Text section>

# # # # #

Looking at the PET scans  – I recognize his profile. This is my father.

Talking to my sister Mercedes, she reminds me how for years when one of us called out Dad! he’d yell  back, YO SOY EL SEÑOR MARTINEZ! 
I smile. I don’t ask if he still does this.

It’s natural when I make art to think about it as installation. I want some sense of a bigger picture. With this particular work, I imagine a small series of studies and words. Maybe the words are text (as marks) across a wall.

I ask mom, my 4 sisters and brother to jot down thoughts/words about dad, past or present, as I make a small scratchboard series of his PET scans.

Mercedes: His funny sayings – CON UN DIABLO!!

Dad never really cusses in front of us. My guess is this saying is his version of Damn it!

Elisa: He likes to play with words, he always has. Every time we pass a one-way sign or stop at a four-way stop sign he says…”un guey”. “Cuatro gueyes”.

Dad’s humor includes playing with words and the English and Spanish language. 

Elisa: He used to say grocerias for groceries. Now he says, narizona when we get to Arizona Street.

Elisa also sends recordings she’s made of some of their conversation. In one recording she asks dad about his sister Carmen, who died last month at the age of 99.

Elisa: How many years between you and Carmen?
Dad (who is 86): I don’t know, followed by a long pause, she was old enough to scold me.

Mercedes: He liked Gabriel-Garcia Marquez’s, Cien Años de Soledad.  He took us to the Plaza Theater to see 2001: A Space Odyssey when it first came out and Blazing Saddles and Young Frankenstein at Plaza…Jaws and Star Wars at Cielo Vista. 

I laugh because within minutes of Young Frankenstein starting, I saw in his face he’d  regretted it. Not a kid’s movie dad!

Mercedes: …summers and swimming, Washington Park and Armijo….with all the neighborhood kids.

Dad, for many years was a summer life-guard for the city summer recreation program. He took us to work with him every day, Monday to Friday (lucky mom). And along with us, he often did have many of the neighborhood kids piled into the station wagon.
He swears he taught me to swim. Maybe I didn’t pay attention. His mouth dropped when years later, as an adult, I told him about the afternoon I almost drowned at my best friends house.

Mercedes: He liked Yoga!

This comment brings back my 10-year old self, skipping over him as he holds Cobra Pose.

Mercedes: …candy apple red Alfa Romeo. Guayaberas. He taught me to make Gin and Tonics. He likes to eat :).

Gin and Tonics?!

Analissa’s memory takes her back to high school:  I went to the library to pick a book, I chose One Hundred Years of Solitude by Garcia-Marquez. He read it with me. He went on to read everything by him, took a class on the author and later magical realism. I thought that was cool – he made himself an expert just like that. I once went to play cello for a class he was taking. I forget the class, but I played the same program as Pablo Casals did at the Kennedy White House. I sensed he was proud.

# # # # #

Task instructions>
**A.** Name every film that the piece about the father says he took the family to see.
**B.** Reproduce the passage in the piece about the father that begins at the words "Mercedes: He liked Gabriel-Garcia" and ends after the words "Wars at Cielo Vista.".

Data excerpt>
# # # # #

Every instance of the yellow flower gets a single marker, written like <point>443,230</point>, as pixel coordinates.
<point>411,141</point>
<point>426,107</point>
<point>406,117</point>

# # # # #

Solved problems>
**A.** 2001: A Space Odyssey, Blazing Saddles, Young Frankenstein, Jaws, and Star Wars.

**B.**
Mercedes: He liked Gabriel-Garcia Marquez’s, Cien Años de Soledad.  He took us to the Plaza Theater to see 2001: A Space Odyssey when it first came out and Blazing Saddles and Young Frankenstein at Plaza…Jaws and Star Wars at Cielo Vista.